Exercise directions =
Please resume the passage on deep learning frameworks after its final sentence, keeping to its tone and subject.

Excerpt provided =
********************

Deep learning is an important part of the business of Google, Amazon, Microsoft, and Facebook, as well as countless smaller companies. It has been responsible for many of the recent advances in areas such as automatic language translation, image classification, and conversational interfaces.

We haven’t gotten to the point where there is a single dominant deep learning framework. TensorFlow (Google) is very good, but has been hard to learn and use. Also TensorFlow’s dataflow graphs have been difficult to debug, which is why the TensorFlow project has been working on eager execution and the TensorFlow debugger. TensorFlow used to lack a decent high-level API for creating models; now it has three of them, including a bespoke version of Keras.

CNTK (Microsoft) and Apache MXNet (Amazon) have been the principal competitors to TensorFlow, but there are other framework lineages to consider. Caffe (Berkeley Artificial Intelligence Research Lab), originally for image classification, was expanded and updated to Caffe2 (Facebook and others) and given strong production capabilities. Torch (Facebook, Twitter, Google, and others) uses Lua scripting and a CUDA (Compute Unified Device Architecture) C/C++ back end to efficiently solve problems in machine learning, computer vision, signal processing, and other fields. Despite its strengths as a scripting language, Lua became a liability to Torch when the bulk of the deep learning community adopted Python.

********************

Data excerpts =
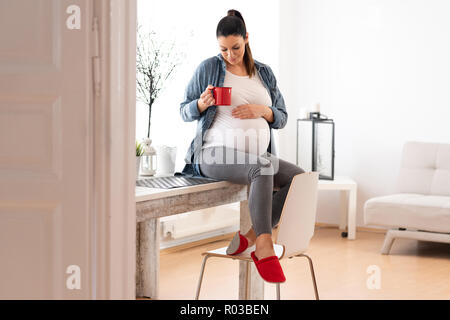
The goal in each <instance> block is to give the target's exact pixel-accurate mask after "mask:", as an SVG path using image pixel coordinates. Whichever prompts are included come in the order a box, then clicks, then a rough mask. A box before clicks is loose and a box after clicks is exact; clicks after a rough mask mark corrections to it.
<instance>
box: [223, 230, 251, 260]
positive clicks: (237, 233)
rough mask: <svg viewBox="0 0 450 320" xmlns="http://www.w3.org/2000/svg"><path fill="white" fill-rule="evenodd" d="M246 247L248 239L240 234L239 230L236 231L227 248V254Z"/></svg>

********************

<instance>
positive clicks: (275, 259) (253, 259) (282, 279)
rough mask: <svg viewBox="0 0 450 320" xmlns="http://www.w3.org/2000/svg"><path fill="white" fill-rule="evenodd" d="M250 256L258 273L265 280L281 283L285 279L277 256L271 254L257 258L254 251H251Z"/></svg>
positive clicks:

********************

Response for this exercise =
CUDA is Nvidia’s API for its general purpose GPUs. GPUs are much faster than CPUs for training and making predictions from deep neural networks; so are Google’s TPUs (tensor processing units) and FPGAs (field programmable gate arrays), which are available for use on AWS, Microsoft Azure, and elsewhere. In some cases, the use of advanced chips (GPUs, TPUs, or FPGAs) can speed up computations over CPUs by 50x per chip used, reducing training times from weeks to hours or from hours to minutes.